◆ **Testo proposto**
# # # # #

Anche tu sei un musicista, no? Insieme a Johan Zetterquist, artista anche lui.
Sì, e con Bo Melin. Anche lui artista.

Doom sounds, già – quando potremo sentire un album?
Presto.

Vedi la musica come un affluente diretto al tuo lavoro? O come qualcosa di separato? Correggimi se sbaglio, ma finora nelle tue opere non hai mai usato musica composta da te, no?
Da un punto di vista personale, il progetto musicale non è separato dagli altri, ma in un contesto espositivo sì, lo vedo come qualcosa di diverso dai lavori che presento. Non ho ancora incluso suoni prodotti da me nei miei lavori, ma non posso dire con certezza che non accadrà mai.

Il fatto che tu incida suoni “pesanti”, che siano avanguardisti o “semplicemente” alla Motörhead, sembra in contrapposizione con la fragilità e la bellezza di un uccellino che cinguetta (o addirittura non cinguetta nemmeno) di fronte a un vasto pubblico in trepidazione, come nel progetto che hai realizzato nel 2005 per Frieze. Come si relazionano il “pesante” e il delicato?
La musica è essenziale; l’improvvisazione musicale, ad esempio, espande il sistema; io stesso la uso per rilassarmi la mente. Immagino un’improvvisazione totale di uccelli, rane o insetti – e poi uso suoni controllatissimi a frequenze molto precise. E, da questa prospettiva, m’interessa molto lavorare sulla forma di singole note o su movimenti delicati; lavorare su una situazione regolata, ma non controllata, presentandola nei modi performativi che la musica e il teatro rendono possibili.

# # # # #

◆ **Voci da un insieme di annotazioni a punti**
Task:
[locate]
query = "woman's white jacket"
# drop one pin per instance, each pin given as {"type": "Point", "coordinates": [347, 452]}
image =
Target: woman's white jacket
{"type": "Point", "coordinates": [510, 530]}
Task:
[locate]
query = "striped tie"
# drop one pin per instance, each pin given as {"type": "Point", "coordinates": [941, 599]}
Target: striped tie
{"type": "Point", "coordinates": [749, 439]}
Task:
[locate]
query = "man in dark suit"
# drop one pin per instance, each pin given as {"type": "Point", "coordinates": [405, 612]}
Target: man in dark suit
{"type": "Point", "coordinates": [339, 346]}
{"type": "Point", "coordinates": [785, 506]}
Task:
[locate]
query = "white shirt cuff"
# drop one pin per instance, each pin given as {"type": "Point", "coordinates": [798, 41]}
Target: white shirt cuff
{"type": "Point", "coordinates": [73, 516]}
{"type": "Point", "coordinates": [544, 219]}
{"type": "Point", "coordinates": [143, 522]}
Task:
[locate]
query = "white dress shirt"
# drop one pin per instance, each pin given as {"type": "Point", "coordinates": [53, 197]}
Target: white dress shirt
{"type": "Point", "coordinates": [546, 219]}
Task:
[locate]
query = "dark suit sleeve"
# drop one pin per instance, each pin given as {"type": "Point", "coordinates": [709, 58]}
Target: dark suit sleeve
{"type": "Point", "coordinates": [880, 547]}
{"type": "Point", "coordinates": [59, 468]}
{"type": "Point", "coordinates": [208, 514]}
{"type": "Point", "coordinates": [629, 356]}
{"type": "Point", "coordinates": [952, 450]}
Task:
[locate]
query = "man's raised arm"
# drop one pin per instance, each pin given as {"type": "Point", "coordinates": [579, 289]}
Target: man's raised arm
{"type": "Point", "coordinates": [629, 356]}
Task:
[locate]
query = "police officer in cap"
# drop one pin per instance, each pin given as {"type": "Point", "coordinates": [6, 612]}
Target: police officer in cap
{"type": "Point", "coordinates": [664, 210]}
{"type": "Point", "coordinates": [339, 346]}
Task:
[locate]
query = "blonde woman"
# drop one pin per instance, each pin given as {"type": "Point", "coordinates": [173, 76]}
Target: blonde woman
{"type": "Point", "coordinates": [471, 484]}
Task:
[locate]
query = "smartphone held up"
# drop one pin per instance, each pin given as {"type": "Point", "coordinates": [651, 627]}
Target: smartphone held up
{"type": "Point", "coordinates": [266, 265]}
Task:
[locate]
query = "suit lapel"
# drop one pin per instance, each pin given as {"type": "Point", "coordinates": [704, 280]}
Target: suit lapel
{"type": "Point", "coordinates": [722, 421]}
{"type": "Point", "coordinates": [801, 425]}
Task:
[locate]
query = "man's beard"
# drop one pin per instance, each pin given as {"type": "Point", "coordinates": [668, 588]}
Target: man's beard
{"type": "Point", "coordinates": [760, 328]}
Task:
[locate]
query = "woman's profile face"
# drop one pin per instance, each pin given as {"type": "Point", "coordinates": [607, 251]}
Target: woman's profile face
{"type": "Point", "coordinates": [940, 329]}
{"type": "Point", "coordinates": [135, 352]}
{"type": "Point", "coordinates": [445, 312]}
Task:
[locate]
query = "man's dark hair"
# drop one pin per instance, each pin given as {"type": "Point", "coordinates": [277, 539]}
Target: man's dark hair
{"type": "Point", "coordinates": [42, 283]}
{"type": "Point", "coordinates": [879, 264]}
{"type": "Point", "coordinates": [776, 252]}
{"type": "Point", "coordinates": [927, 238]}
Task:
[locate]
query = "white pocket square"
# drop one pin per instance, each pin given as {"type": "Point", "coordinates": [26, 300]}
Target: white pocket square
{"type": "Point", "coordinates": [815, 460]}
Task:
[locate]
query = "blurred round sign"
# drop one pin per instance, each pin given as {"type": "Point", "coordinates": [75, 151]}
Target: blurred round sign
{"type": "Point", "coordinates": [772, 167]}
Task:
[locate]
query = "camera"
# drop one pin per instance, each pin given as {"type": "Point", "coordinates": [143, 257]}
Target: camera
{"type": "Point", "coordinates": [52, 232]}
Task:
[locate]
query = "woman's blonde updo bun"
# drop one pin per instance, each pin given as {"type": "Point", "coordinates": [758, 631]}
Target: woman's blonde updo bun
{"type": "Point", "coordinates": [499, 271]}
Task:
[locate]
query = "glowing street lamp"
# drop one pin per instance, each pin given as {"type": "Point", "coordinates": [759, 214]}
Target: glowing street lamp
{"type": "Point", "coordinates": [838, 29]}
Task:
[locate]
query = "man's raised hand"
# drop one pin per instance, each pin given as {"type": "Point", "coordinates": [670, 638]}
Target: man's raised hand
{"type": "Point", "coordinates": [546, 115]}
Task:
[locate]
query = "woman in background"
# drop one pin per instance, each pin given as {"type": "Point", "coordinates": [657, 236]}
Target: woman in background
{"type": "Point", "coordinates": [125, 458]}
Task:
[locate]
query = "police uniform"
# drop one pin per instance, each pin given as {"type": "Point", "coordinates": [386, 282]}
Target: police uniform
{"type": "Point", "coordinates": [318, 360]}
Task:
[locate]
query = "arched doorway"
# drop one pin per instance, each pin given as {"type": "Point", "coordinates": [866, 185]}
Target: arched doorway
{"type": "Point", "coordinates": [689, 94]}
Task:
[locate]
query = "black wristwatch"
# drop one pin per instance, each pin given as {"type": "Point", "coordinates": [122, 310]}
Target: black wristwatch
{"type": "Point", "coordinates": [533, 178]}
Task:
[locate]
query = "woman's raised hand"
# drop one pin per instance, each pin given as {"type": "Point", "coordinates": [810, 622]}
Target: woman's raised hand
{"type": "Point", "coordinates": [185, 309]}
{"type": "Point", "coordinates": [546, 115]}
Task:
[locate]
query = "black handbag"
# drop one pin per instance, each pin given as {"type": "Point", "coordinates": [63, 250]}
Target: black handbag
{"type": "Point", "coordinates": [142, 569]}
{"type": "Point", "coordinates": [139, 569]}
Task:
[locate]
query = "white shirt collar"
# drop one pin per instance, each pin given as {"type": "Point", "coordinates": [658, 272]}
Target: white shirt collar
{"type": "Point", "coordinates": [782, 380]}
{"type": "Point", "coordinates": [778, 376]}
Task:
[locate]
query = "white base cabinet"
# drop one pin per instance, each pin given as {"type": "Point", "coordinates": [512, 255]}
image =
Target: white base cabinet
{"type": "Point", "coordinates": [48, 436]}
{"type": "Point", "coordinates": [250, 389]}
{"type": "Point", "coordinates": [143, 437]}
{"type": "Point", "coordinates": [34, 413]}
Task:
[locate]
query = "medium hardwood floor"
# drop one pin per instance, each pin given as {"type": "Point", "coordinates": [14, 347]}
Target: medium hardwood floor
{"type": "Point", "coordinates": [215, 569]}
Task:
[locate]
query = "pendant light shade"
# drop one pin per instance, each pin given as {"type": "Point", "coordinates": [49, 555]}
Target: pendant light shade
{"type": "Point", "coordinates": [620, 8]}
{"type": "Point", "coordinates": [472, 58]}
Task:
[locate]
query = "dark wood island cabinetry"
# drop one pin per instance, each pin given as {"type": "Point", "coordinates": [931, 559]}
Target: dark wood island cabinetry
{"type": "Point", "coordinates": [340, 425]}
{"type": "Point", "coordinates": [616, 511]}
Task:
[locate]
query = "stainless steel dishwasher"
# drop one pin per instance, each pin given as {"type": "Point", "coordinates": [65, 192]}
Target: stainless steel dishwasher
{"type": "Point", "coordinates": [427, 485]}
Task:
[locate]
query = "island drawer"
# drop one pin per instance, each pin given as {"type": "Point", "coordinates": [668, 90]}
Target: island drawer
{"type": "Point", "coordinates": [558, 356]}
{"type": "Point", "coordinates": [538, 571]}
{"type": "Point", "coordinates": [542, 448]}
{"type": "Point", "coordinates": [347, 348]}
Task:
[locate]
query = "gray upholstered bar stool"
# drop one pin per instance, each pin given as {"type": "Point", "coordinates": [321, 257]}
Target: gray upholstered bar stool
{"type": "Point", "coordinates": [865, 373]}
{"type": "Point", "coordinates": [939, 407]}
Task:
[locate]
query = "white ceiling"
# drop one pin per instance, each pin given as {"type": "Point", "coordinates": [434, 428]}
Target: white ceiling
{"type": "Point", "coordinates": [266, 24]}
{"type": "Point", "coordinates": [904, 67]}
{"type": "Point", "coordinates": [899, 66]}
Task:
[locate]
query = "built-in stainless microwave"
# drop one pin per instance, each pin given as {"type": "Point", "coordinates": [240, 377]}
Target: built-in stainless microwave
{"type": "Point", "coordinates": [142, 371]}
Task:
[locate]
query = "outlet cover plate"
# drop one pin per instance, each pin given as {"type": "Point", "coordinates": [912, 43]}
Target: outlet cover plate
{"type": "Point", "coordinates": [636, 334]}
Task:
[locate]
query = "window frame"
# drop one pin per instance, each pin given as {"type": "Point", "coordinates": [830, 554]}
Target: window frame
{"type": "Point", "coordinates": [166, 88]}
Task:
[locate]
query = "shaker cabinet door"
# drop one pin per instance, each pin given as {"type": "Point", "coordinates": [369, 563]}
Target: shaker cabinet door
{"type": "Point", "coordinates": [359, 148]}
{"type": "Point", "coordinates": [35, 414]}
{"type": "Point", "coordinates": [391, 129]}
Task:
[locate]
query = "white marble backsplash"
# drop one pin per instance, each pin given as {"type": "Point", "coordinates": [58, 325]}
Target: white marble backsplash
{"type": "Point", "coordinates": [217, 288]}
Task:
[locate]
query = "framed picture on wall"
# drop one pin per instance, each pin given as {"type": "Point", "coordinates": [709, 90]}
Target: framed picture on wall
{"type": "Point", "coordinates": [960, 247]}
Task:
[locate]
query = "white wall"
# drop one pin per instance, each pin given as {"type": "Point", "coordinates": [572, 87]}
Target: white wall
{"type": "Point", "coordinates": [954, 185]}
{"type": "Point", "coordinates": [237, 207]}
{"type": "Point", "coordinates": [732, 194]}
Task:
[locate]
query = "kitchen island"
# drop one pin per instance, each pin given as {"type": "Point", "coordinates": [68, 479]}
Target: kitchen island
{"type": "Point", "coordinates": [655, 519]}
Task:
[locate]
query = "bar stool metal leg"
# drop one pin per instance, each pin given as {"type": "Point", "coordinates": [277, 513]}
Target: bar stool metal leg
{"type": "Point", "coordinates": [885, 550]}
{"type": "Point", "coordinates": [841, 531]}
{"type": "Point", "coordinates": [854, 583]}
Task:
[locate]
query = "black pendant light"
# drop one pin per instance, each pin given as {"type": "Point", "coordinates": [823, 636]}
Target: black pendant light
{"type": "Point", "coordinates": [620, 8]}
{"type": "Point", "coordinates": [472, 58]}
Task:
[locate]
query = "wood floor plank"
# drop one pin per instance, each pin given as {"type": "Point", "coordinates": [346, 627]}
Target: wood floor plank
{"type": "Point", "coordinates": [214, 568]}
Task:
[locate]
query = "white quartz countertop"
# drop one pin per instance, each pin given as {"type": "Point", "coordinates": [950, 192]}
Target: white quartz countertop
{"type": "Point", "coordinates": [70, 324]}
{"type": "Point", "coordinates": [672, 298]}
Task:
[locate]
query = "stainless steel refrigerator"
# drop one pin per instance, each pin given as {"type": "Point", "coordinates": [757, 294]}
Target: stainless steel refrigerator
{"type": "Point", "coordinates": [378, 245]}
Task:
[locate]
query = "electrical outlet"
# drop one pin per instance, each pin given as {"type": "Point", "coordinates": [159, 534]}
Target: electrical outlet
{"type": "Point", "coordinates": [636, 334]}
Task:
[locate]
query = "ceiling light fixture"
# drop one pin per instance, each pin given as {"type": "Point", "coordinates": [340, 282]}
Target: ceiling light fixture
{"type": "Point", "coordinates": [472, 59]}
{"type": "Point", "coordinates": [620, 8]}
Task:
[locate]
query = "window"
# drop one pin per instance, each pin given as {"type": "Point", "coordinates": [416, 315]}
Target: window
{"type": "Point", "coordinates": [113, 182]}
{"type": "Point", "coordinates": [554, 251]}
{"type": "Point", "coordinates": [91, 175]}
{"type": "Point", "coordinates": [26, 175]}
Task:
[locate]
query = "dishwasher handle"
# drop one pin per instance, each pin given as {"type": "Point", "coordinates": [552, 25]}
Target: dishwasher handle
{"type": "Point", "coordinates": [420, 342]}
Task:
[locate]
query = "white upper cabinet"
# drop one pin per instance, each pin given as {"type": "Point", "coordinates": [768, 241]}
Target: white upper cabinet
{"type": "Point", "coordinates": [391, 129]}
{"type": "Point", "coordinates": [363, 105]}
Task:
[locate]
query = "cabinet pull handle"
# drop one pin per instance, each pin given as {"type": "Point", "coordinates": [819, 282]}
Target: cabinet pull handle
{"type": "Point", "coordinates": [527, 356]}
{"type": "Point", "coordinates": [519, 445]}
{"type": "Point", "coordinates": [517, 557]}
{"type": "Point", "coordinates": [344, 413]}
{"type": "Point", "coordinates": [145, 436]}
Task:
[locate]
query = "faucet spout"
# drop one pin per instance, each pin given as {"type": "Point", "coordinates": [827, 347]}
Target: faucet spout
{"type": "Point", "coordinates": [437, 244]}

# # # # #

◆ **Attività da svolgere**
1: Secondo l'intervista, in che anno è stato realizzato il progetto per Frieze?
2: Copia dall'intervista il passo che va da "La musica è" fino a "teatro rendono possibili." compreso.
Per questo esercizio le righe non sono necessarie.

◆ **Risultati dell'esercizio**
1: Nel 2005.

2:
La musica è essenziale; l’improvvisazione musicale, ad esempio, espande il sistema; io stesso la uso per rilassarmi la mente. Immagino un’improvvisazione totale di uccelli, rane o insetti – e poi uso suoni controllatissimi a frequenze molto precise. E, da questa prospettiva, m’interessa molto lavorare sulla forma di singole note o su movimenti delicati; lavorare su una situazione regolata, ma non controllata, presentandola nei modi performativi che la musica e il teatro rendono possibili.